Point annotation records
━━━━━━━━━━━━━━━━━━━━━━━━━━━━━━
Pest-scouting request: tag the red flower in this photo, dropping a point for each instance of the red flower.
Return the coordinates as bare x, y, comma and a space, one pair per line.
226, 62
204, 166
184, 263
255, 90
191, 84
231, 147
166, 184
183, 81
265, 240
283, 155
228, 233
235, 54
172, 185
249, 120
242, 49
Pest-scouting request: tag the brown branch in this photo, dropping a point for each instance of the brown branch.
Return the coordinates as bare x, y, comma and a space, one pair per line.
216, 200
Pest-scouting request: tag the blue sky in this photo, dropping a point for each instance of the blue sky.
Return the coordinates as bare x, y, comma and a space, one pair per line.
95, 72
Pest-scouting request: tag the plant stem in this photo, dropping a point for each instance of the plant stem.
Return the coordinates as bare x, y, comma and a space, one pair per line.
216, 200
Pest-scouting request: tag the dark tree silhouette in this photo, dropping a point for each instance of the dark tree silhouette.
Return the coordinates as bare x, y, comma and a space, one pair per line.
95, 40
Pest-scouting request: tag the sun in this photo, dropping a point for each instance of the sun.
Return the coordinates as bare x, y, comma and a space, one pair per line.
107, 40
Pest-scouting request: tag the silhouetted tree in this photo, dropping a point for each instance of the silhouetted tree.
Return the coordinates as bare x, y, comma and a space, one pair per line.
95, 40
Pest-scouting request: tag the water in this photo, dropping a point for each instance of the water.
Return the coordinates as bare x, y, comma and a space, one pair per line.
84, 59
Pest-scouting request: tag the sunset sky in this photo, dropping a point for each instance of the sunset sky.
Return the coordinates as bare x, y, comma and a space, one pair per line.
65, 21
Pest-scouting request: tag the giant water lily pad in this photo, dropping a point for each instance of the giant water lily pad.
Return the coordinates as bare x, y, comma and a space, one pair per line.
━━━━━━━━━━━━━━━━━━━━━━━━━━━━━━
◆ Exercise objective:
Reproduce the entire listing above verbatim, from its first line through its last.

◆ Answer to this exercise:
Pest-scouting request: tag the red flower in this photo, dropping a point for each instance of the red flower.
Return the coordinates as bare x, y, comma and a space, one pair per line.
226, 62
204, 166
184, 263
255, 90
191, 84
231, 147
166, 184
183, 81
265, 240
283, 155
228, 233
235, 54
172, 185
249, 120
242, 49
Pest-scouting request: tag the brown branch in this photo, dropping a point for each instance of the brown branch.
Return the coordinates as bare x, y, comma and a space, one pair per line.
216, 200
Pest-scouting request: tag the blue sky in this photo, dropping a point for each instance of the blue sky.
Return the coordinates as bare x, y, comma and a space, one pair per line.
95, 72
Pest-scouting request: tag the plant stem in this photo, dropping a point for each instance of the plant stem.
Return the coordinates as bare x, y, comma and a space, one pair per line.
216, 200
Pest-scouting request: tag the dark tree silhouette in this photo, dropping a point for each instance of the dark tree silhouette.
Return the coordinates as bare x, y, comma and a space, one pair per line.
95, 40
Pest-scouting request: tag the sun in this photo, dropping a point for each instance of the sun.
Return the coordinates as bare x, y, comma and a space, one pair per line.
107, 40
Pest-scouting request: tag the silhouetted tree in this photo, dropping a point for each instance of the silhouetted tree.
Return the coordinates as bare x, y, comma and a space, one pair per line.
95, 40
Pest-scouting request: tag the water in this photo, dropping a point for each instance of the water.
Return the coordinates as bare x, y, comma and a space, one pair per line.
84, 59
Pest-scouting request: tag the sunset sky in this photo, dropping a point for each instance of the sunset sky.
Return the coordinates as bare x, y, comma and a space, one pair per line.
65, 21
Pest-scouting request: tag the giant water lily pad in this photo, dropping a point for each instance of the giant water lily pad.
Return the coordinates as bare x, y, comma and a space, one pair per line.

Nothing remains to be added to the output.